+++ Provided text
How to Identify and Prioritize Technology Gaps

How to Identify and Prioritize Technology Gaps

It’s road construction season in Northeast Ohio!  I live near a massive widening project that’s halfway to a 4-year completion goal.  It can be inconvenient, but I’m already experiencing the positives, including fewer backups and smoother roads.  Your IT is similar.  As systems age and technology advances, weaknesses and gaps become more apparent.  Your IT provider can help you identify and prioritize the technology gaps in your business to fit your needs and budget.

How to Identify Technology Gaps

Why do you need a technology gap assessment?  You may need to meet:

  • cyberliability insurance requirements
  • goals for your organization’s growth
  • your customers’ vendor IT security requirements
  • regulatory compliance requirements
  • best-practice IT standards to protect your customers’ data as well as your own.

This is the time to be honest about how your IT is functioning now.  What works?  What’s frustrating?  Can your current IT meet the demands of your business goals?  How are outside changes (such as software end-of-life) going to have an impact?

Your network diagram, asset inventory, security assessments and software summary will also come in handy during your review.  You may find the gaps are relatively easy to close, or you may need to create a multi-year plan.

Why You Should Prioritize 

Refreshing an entire IT infrastructure at once is rarely practical — both financially and in terms of user experience.  Plus, one improvement often builds on another, so it makes sense to work in stages.

Prioritizing technology gaps helps you:

  • fix the most critical gaps immediately. These will generally relate to cybersecurity.
  • make reasonable and attainable budget decisions. Make sure that every IT dollar you spend today will continue to serve you well in the future.
  • improve control over transformation and upgrade. Logical and orderly upgrades ensure everything runs smoothly.
  • avoid overburdening key stakeholders. Let’s face it – learning new systems can be time-consuming and frustrating.  Make it as easy as possible for your employees and clients to adjust.

Use the “Red, Yellow, Green” Approach

In the IT world, red lights are generally “bad” and green lights are “good”.  (It would be great to have a yellow “caution” before something turns red – maybe someday.)  It makes sense to take a similar approach to categorizing gaps or vulnerabilities based on their severity.  Some actions will need to be taken immediately and some may be rolled out over several years.
++++++
* _Task item_: Copy the text on technology gaps word for word, starting at "This is the" and ending at "have an impact?". None of the items has any bearing on this.
+++ Given information
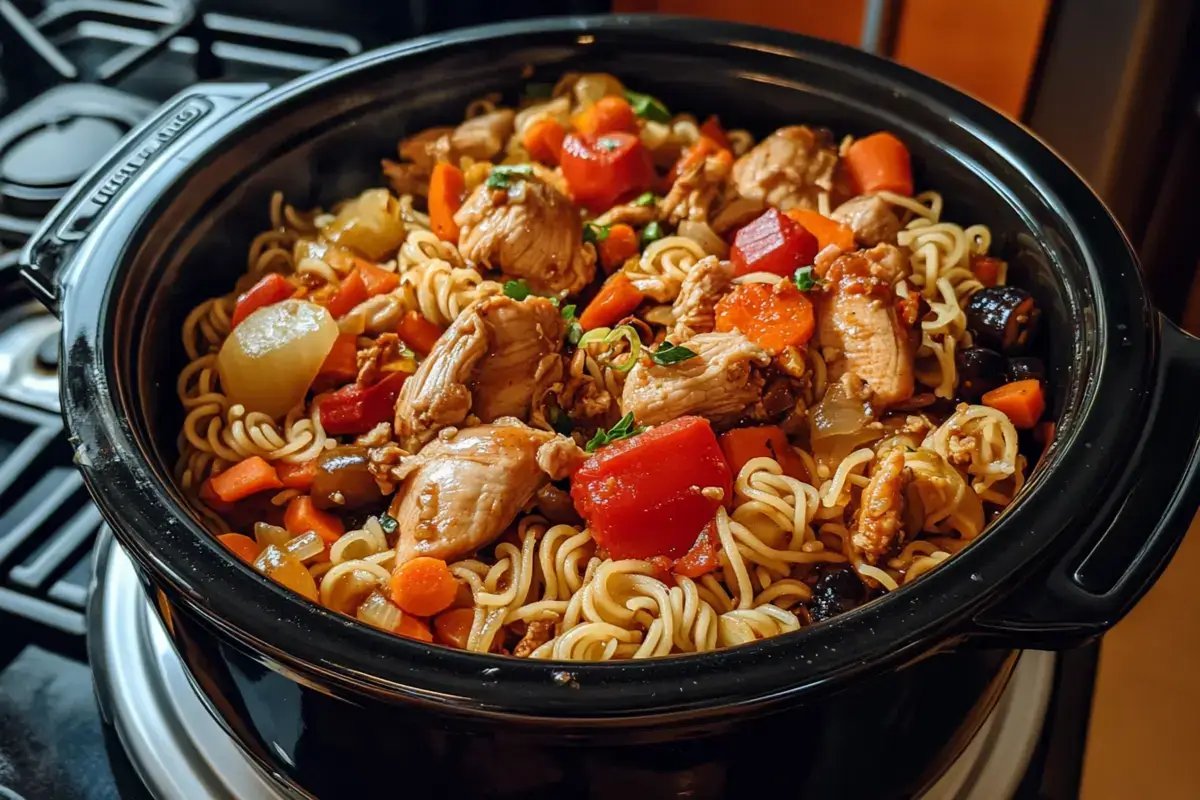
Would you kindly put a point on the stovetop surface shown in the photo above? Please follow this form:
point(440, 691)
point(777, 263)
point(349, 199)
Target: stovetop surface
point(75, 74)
++++++
+++ Given information
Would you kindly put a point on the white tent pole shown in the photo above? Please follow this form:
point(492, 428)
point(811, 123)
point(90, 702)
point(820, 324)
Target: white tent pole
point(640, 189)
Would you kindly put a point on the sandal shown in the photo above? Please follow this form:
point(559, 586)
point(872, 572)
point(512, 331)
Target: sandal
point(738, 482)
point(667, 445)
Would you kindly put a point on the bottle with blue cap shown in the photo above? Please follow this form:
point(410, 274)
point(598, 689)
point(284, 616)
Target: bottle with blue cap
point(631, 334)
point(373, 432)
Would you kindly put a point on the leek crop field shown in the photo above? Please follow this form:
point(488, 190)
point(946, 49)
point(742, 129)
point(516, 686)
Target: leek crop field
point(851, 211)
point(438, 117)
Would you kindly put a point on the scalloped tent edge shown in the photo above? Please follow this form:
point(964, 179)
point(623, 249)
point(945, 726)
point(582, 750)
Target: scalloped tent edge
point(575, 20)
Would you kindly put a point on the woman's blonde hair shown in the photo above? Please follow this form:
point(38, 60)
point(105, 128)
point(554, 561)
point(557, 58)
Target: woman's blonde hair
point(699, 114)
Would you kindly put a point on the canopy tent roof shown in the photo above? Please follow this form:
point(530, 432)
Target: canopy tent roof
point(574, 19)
++++++
+++ Given information
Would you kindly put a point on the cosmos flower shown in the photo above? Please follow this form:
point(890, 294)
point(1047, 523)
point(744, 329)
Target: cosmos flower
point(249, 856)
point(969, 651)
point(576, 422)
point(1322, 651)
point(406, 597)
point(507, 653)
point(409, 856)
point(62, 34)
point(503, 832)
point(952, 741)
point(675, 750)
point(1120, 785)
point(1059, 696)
++++++
* _Output_:
This is the time to be honest about how your IT is functioning now.  What works?  What’s frustrating?  Can your current IT meet the demands of your business goals?  How are outside changes (such as software end-of-life) going to have an impact?